**Problem statement:**
Reproduce every one of the lines below, keeping each one identical to the original.

— start of Information shown —

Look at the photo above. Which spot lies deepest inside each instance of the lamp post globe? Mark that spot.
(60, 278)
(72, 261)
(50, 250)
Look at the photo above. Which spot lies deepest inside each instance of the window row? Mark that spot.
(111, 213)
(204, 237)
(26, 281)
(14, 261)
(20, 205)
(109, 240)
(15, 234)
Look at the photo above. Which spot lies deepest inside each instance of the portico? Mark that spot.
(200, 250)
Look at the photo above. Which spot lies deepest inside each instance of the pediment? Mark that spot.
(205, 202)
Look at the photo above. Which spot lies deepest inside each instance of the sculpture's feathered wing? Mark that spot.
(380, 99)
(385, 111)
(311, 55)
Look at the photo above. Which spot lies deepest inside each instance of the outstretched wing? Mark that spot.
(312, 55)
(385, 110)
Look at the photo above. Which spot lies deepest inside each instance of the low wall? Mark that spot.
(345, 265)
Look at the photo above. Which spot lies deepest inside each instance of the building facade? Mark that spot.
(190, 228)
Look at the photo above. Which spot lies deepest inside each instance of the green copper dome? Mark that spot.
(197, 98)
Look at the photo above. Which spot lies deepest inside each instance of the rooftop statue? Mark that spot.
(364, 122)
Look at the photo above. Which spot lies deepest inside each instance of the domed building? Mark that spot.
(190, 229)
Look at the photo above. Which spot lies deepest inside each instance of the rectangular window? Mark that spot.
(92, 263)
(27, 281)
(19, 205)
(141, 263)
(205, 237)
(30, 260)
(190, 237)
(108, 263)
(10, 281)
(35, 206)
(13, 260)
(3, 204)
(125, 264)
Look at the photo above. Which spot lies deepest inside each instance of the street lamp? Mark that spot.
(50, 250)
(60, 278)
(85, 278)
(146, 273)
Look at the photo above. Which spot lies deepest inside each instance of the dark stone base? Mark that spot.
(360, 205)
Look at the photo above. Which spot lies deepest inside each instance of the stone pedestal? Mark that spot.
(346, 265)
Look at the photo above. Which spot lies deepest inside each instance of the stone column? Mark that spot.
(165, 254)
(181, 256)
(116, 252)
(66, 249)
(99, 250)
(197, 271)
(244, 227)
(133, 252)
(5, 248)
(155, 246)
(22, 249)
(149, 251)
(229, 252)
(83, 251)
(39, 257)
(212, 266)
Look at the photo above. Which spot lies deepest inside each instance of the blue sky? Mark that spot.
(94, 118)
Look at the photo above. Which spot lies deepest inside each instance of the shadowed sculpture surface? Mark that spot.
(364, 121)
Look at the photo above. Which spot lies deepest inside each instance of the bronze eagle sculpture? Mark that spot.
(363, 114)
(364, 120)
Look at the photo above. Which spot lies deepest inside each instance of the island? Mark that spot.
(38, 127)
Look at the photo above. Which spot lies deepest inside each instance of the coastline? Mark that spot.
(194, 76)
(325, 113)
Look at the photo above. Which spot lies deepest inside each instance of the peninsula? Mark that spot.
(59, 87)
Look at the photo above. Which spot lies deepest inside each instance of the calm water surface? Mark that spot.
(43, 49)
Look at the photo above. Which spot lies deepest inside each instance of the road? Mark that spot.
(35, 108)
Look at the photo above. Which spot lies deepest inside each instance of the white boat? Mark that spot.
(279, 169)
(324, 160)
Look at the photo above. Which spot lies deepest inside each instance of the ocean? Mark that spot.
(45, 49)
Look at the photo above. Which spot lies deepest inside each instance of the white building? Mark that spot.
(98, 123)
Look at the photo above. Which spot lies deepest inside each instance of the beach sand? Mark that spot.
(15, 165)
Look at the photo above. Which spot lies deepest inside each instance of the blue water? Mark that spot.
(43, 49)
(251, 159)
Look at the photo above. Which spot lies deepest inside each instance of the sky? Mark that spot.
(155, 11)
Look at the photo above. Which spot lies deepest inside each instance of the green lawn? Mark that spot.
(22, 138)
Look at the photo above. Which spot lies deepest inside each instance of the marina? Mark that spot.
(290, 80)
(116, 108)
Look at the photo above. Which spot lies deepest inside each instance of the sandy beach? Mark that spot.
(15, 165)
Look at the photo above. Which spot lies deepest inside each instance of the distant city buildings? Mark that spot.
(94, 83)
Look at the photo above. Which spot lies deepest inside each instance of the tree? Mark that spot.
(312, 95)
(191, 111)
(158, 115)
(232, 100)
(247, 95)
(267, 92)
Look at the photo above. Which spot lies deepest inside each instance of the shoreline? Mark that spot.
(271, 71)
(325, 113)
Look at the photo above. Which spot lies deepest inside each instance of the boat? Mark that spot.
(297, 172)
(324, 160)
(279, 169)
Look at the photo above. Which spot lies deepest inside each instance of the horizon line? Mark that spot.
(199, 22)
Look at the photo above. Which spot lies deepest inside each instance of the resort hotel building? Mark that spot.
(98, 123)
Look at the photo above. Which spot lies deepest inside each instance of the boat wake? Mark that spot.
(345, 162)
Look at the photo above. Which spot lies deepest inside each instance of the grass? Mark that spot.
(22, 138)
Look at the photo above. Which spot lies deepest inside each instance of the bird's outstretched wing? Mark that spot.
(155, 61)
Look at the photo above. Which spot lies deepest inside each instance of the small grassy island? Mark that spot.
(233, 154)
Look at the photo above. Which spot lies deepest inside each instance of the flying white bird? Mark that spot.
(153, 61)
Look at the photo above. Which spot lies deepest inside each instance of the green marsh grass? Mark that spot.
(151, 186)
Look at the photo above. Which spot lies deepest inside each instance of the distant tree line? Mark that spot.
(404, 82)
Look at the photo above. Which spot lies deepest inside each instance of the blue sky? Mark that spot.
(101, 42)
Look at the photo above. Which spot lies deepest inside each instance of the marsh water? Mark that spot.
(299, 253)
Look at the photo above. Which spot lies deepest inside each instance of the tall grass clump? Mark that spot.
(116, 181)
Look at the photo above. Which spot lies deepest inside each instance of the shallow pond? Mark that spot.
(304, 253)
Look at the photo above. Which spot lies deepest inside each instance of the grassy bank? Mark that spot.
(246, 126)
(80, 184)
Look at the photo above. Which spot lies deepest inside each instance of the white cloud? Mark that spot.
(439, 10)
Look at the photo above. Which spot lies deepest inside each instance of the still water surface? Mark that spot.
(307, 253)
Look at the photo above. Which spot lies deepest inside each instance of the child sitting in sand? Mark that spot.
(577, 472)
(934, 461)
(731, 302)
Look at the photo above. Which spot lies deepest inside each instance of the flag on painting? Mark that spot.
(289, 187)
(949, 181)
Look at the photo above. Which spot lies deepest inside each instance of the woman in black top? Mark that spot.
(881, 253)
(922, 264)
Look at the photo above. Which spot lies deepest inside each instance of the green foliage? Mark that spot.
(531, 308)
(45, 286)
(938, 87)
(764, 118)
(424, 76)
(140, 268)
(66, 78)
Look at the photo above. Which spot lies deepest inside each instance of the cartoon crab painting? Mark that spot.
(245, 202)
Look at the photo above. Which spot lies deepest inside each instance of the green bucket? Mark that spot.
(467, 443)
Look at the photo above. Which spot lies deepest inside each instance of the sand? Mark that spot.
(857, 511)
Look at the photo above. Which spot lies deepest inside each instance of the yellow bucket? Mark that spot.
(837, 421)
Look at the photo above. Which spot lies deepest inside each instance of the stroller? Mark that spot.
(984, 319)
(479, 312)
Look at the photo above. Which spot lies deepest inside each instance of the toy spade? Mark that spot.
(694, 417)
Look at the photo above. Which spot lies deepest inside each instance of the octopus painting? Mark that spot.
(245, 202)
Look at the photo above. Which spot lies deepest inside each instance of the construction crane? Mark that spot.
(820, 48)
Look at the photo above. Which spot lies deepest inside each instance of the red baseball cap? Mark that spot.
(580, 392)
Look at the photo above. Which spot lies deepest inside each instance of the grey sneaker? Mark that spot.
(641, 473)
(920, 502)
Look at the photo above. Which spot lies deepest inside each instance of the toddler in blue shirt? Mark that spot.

— end of Information shown —

**Task solution:**
Look at the photo above. Which spot lies deepest inside each instance of the lamp post globe? Mark that spot.
(60, 278)
(72, 261)
(50, 250)
Look at the photo above. Which spot lies deepest inside each instance of the window row? Mark that spot.
(111, 213)
(204, 237)
(26, 281)
(14, 261)
(20, 205)
(109, 240)
(15, 234)
Look at the photo above. Which spot lies deepest inside each instance of the portico? Mark that spot.
(200, 250)
Look at the photo above. Which spot lies deepest inside each instance of the pediment? Mark that spot.
(205, 202)
Look at the photo above. Which spot lies deepest inside each instance of the sculpture's feathered wing? Mark that spot.
(380, 99)
(385, 111)
(311, 55)
Look at the photo above. Which spot lies deepest inside each instance of the outstretched wing? Mark that spot.
(312, 55)
(385, 110)
Look at the photo above. Which spot lies deepest inside each instance of the low wall? Mark that spot.
(345, 265)
Look at the photo above. Which spot lies deepest inside each instance of the building facade? Mark that spot.
(190, 228)
Look at the photo above. Which spot lies deepest inside each instance of the green copper dome? Mark that spot.
(197, 98)
Look at the photo above. Which spot lies deepest inside each instance of the rooftop statue? Mark that spot.
(364, 122)
Look at the photo above. Which spot lies deepest inside each instance of the domed building? Mark that spot.
(190, 229)
Look at the photo above. Which spot lies deepest inside each instance of the rectangular window? Mark that spot.
(92, 263)
(27, 281)
(19, 205)
(141, 263)
(205, 237)
(30, 260)
(190, 237)
(108, 263)
(10, 281)
(35, 206)
(13, 260)
(3, 204)
(125, 264)
Look at the photo above. Which spot lies deepest inside each instance of the street lamp? Mark that spot.
(50, 250)
(60, 278)
(85, 278)
(146, 273)
Look at the photo above. Which spot lies deepest inside each instance of the dark stone base? Mark that spot.
(360, 205)
Look at the photo above. Which spot lies deepest inside each instance of the stone pedestal? Mark that spot.
(346, 265)
Look at the photo above. Which spot lies deepest inside each instance of the stone column? Mark that spot.
(165, 254)
(181, 256)
(116, 252)
(66, 249)
(99, 250)
(197, 271)
(244, 227)
(133, 252)
(5, 248)
(155, 246)
(22, 249)
(149, 251)
(229, 252)
(83, 251)
(39, 257)
(212, 266)
Look at the photo above. Which spot lies deepest inside each instance of the blue sky? Mark that spot.
(94, 118)
Look at the photo above. Which spot lies deepest inside each instance of the shadowed sculpture surface? Mark that spot.
(364, 121)
Look at the photo above. Which spot lies deepest inside each instance of the bronze eagle sculpture? Mark that spot.
(363, 114)
(364, 120)
Look at the photo above. Which spot lies deepest inside each instance of the island? Mark that spot.
(38, 127)
Look at the photo above. Which spot lies deepest inside each instance of the coastline? Mark that spot.
(194, 76)
(325, 113)
Look at the photo above. Which spot lies deepest inside each instance of the peninsula? Mark that spot.
(59, 87)
Look at the photo above. Which spot lies deepest inside each instance of the calm water surface? Mark that spot.
(43, 49)
Look at the photo above. Which spot lies deepest inside each instance of the road? Mark that spot.
(35, 108)
Look at the photo above. Which spot lies deepest inside each instance of the white boat? Mark that spot.
(279, 169)
(324, 160)
Look at the photo above. Which spot lies deepest inside each instance of the ocean? Mark that spot.
(45, 49)
Look at the photo above. Which spot lies deepest inside each instance of the white building? Mark that spot.
(98, 123)
Look at the photo above. Which spot lies deepest inside each instance of the beach sand? Mark that spot.
(15, 165)
Look at the photo above. Which spot lies deepest inside each instance of the blue water? Mark that spot.
(43, 49)
(251, 159)
Look at the photo above. Which spot lies deepest inside each instance of the sky? Mark that spot.
(155, 11)
Look at the photo above. Which spot lies deepest inside each instance of the green lawn? Mark that spot.
(22, 138)
Look at the photo above. Which spot lies deepest inside each instance of the marina? Mark that spot.
(290, 80)
(116, 108)
Look at the photo above. Which spot lies deepest inside each instance of the sandy beach? Mark that spot.
(15, 165)
Look at the photo above. Which spot lies deepest inside each instance of the distant city buildings? Mark that spot.
(94, 83)
Look at the photo above. Which spot lies deepest inside each instance of the tree? Mark that spot.
(312, 95)
(191, 111)
(158, 115)
(232, 100)
(247, 95)
(267, 92)
Look at the photo above. Which spot lies deepest inside each instance of the shoreline? Mark that spot.
(271, 71)
(325, 113)
Look at the photo above. Which spot lies deepest inside each instance of the boat? Mark that spot.
(297, 172)
(324, 160)
(279, 169)
Look at the photo above. Which spot lies deepest inside each instance of the horizon line? Mark that spot.
(199, 22)
Look at the photo above. Which spot lies deepest inside each instance of the resort hotel building? Mark that spot.
(98, 123)
Look at the photo above. Which spot lies deepest inside each instance of the boat wake? Mark that spot.
(345, 162)
Look at the photo above. Which spot lies deepest inside each instance of the grass? Mark that spot.
(22, 138)
Look at the photo above. Which spot lies deepest inside each instance of the bird's outstretched wing? Mark that spot.
(155, 61)
Look at the photo above. Which spot lies deepest inside each instance of the small grassy island? Mark that spot.
(233, 154)
Look at the photo above. Which spot lies deepest inside each instance of the flying white bird? Mark that spot.
(153, 61)
Look at the photo above. Which spot lies deepest inside each instance of the green marsh grass? Mark that spot.
(151, 186)
Look at the photo above. Which spot lies deepest inside each instance of the distant tree line? Mark that spot.
(404, 82)
Look at the photo above. Which spot lies deepest inside each instance of the blue sky? Mark that spot.
(101, 42)
Look at the photo above. Which spot lies deepest inside each instance of the marsh water? Mark that spot.
(299, 253)
Look at the photo above. Which spot lies deepest inside each instance of the tall grass clump? Mark that spot.
(116, 181)
Look at the photo above. Which spot lies deepest inside each instance of the shallow pond? Mark that spot.
(304, 253)
Look at the photo above. Which spot lies deepest inside each instance of the grassy bank? Mark that spot.
(246, 126)
(80, 184)
Look at the photo above. Which spot lies deepest inside each instance of the white cloud? Mark that spot.
(439, 10)
Look at the photo above. Which spot lies deepest inside each instance of the still water surface? Mark that spot.
(307, 253)
Look at the photo above. Which spot lies deepest inside each instance of the child sitting in sand? Mark that spot.
(577, 472)
(934, 461)
(731, 302)
Look at the photo above. Which spot lies deepest inside each instance of the flag on painting? Mark that spot.
(289, 187)
(949, 181)
Look at the photo above. Which spot lies deepest inside each instance of the woman in black top? Mark that spot.
(881, 253)
(922, 264)
Look at the photo above. Which spot lies deepest inside each instance of the green foliage? Mark that spot.
(531, 308)
(45, 286)
(938, 87)
(764, 118)
(424, 76)
(140, 268)
(66, 78)
Look at the photo above. Which spot lies deepest inside each instance of the cartoon crab painting? Mark that spot.
(245, 202)
Look at the photo above. Which spot lies deepest inside each instance of the green bucket? Mark that spot.
(467, 443)
Look at the photo above. Which spot lies deepest inside each instance of the sand? Mark that spot.
(857, 511)
Look at the photo above. Which spot lies deepest inside each instance of the yellow bucket? Mark that spot.
(837, 421)
Look at the photo above. Which spot lies deepest inside each instance of the stroller? Mark that spot.
(984, 319)
(479, 312)
Look at the photo above. Which spot lies deepest inside each instance of the toy spade? Mark that spot.
(694, 417)
Look at the photo above. Which spot lies deepest inside each instance of the octopus painting? Mark that spot.
(245, 202)
Look at the photo above. Which spot lies deepest inside each instance of the construction crane? Mark that spot.
(820, 48)
Look at the photo above. Which spot lies deepest inside each instance of the red baseball cap? Mark that spot.
(580, 392)
Look at the photo above. Which spot lies deepest inside each instance of the grey sneaker? Mark that spot.
(641, 473)
(920, 502)
Look at the photo above. Which spot lies deepest inside each instance of the toddler in blue shirt? Mark that spot.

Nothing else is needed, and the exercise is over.